ICONICO

Discussion Thread

Data Extractor

Message Thread

For WindowsData Extractor

Data Extractor iconExtract any data, including email addresses and URLs from your files and webpages.

Posted in the Data Extractor Forum.




Problems with extraction results layout

I have configured the java code to extract page title, all the meta tags, and text I have contained in my webpages to a spreadsheet or database format.

The problem I have now is the results format.
I want to have a number of columns that contain each section of information.
For example column 1 is the page title, C2 is the meta name description, C3 is the meta name keywords etc.

What I want is for every web page extracted for all the information to be contained onto one row. I do not want it separated onto 2,3,4 different rows.
All the page information must be kept onto one row then the following row will contain the next webpage.

Could you please help.
I have tried a number of various ways but with little result
Craig
by craig hodges on Dec 19 2007 10:46am Reply

Problems with extraction results layout

It should be very easy, just do:

DataExtractor.SetColumns(3);
DataExtractor.AddHeader(1, 'header1');
DataExtractor.AddHeader(2, 'header2');
DataExtractor.AddHeader(3, 'header3');

DataExtractor.StartNewResult();
DataExtractor.AddResult(1, 'data1');
DataExtractor.AddResult(2, 'data2');
DataExtractor.AddResult(3, 'data3');

replace 'data1' etc with your real data.
by Nico Westerdale on Dec 19 2007 11:05am Reply

Problems with extraction results layout

This is the format that I have written the javascript.
This method does extract the results that I want. The problem is that I want the results displayed with all the information for each page placed in a single row per result.
The problem is that when I run the process, instead of having the result on one line they appear as follows:

Title Meta Name Meta content
page title 1 description meta description here
page title 1 keyword meta keywords here
page title 1 author joe blogs

What I need is this format

title meta desription meta keywords meta author
page 1 meta descrip 1 keywords for page 1 author page 1
page 2 meta descrip 2 keywords for page 2 author page 2

I can extract the data it is just trying to re-fornat the data to the format above that i require.

By the way thanks for the quick response
by craig hodges on Dec 19 2007 12:55pm Reply

Problems with extraction results layout

I see what you are trying to do. You would have to change the rule to loop over the meta tags, you can use a "for" loop in javascript. Look for the description and add that to column 2, the keywords and add that to column 3 and the author and add that to column 4.
by Nico Westerdale on Dec 19 2007 1:17pm Reply

Problems with extraction results layout

How would you go about using the For command as I have heard about it but never used it, I had consider trying to use the if command but each time i tried this method I would end up with the word after the if command being placed in all the column fields.

▸ Stored records
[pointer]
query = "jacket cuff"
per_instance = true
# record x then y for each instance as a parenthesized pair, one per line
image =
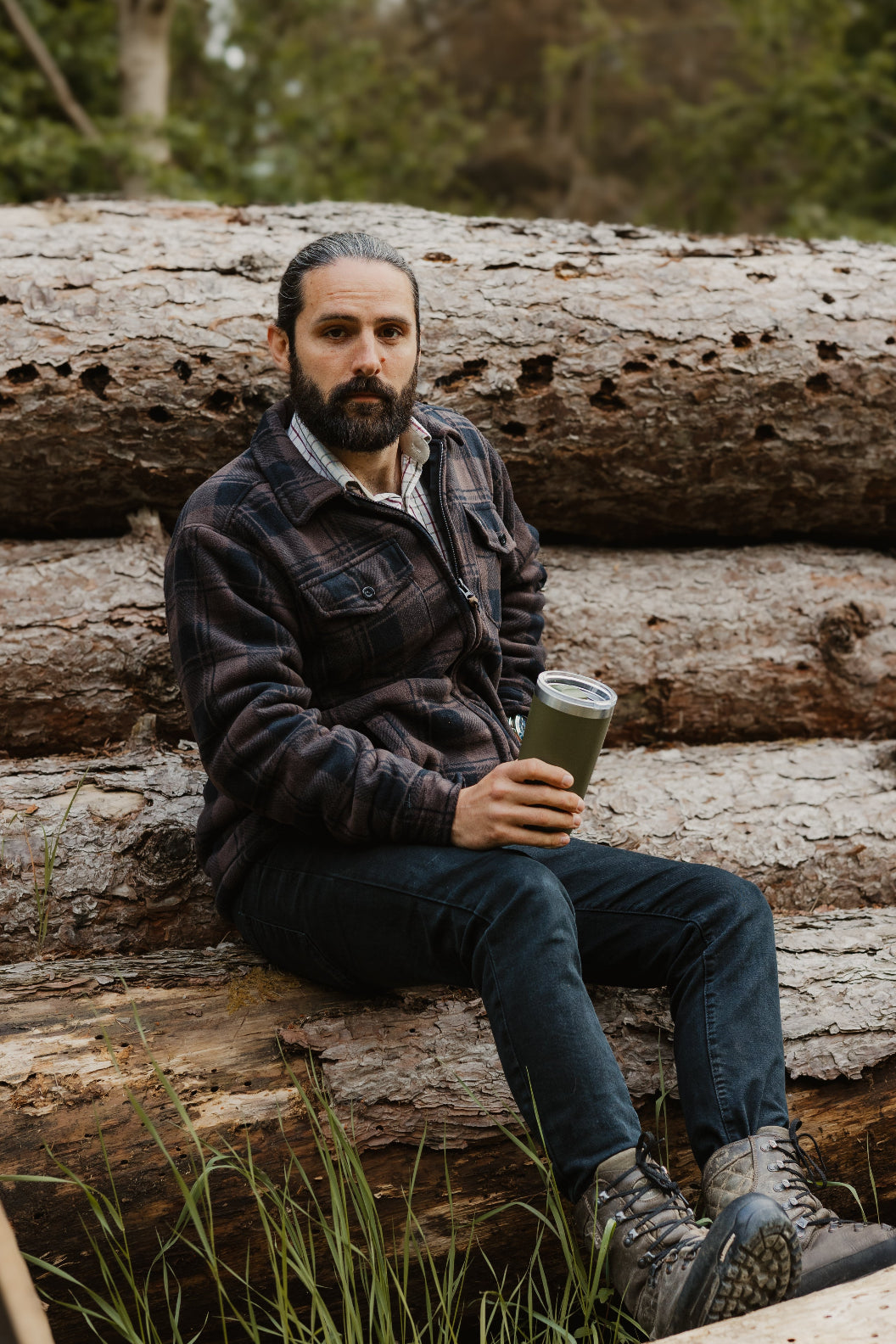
(430, 810)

▸ What this exercise asks
A) Convert the entries above into a two-column CSV with the columns request and answer, giving one row per entry. Put each field in quotes, replace line breaks with spaces, and leave out the pictures.
B) Carry on the forum thread about the extraction results layout from its last post.

▸ Task answers
A)
request,answer
"[pointer] query = ""jacket cuff"" per_instance = true # record x then y for each instance as a parenthesized pair, one per line image =","(430, 810)"

B)
Could you give an example on one the the fields please
by craig hodges on Dec 19 2007 1:27pm Reply

Problems with extraction results layout

I don't really have time to go in depth, but start here:
http://www.w3schools.com/...op_for.asp
by Nico Westerdale on Dec 19 2007 1:30pm Reply

Problems with extraction results layout

I take it you are trying to say to use the For command to run the program once gathering the data and then to stop the program once it reaches a determined value.
I am abit confussed about how the for command can be applied?
by craig hodges on Dec 19 2007 1:49pm Reply

Problems with extraction results layout

Craig, without writting the rule for you I don't really know how to explain it any better.

You would have to change the rule to loop over the meta tags, you can use a "for" loop in javascript. Look for the description and add that to column 2, the keywords and add that to column 3 and the author and add that to column 4.
by Nico Westerdale on Dec 19 2007 1:55pm Reply

Problems with extraction results layout

I have written the code which starts by setting the columns up and adding the headings in to each.

I have then written a varialbe command to get the meta tags and stated that if the meta length is present to run a program.

I have now inserted a for command which then using the data extract and addresult commands gets the data.

But I am still getting the data in column result format rather than each page on each row.
by craig hodges on Dec 19 2007 2:10pm Reply

Problems with extraction results layout

I will put the code up so that you can see what it looks like

Dataextractor.setcolumns (3);
dataextractor.addheader(1, 'title');
And so on to set the column headers

var meta=document.getelementsbttagname ('meta');
if (meta.length 0) {
for (i=0; imeta.length; i++) {
Dataextractor.startnewresult();
dataextractor.addresult (1, document.title);
dataextractor.addresult(2, meta[i].name);
And so on for all relevant data collection

But it still produces a column rather than row format
by craig hodges on Dec 19 2007 2:16pm Reply

Problems with extraction results layout

move the startnewresult out of the loop and put it before it.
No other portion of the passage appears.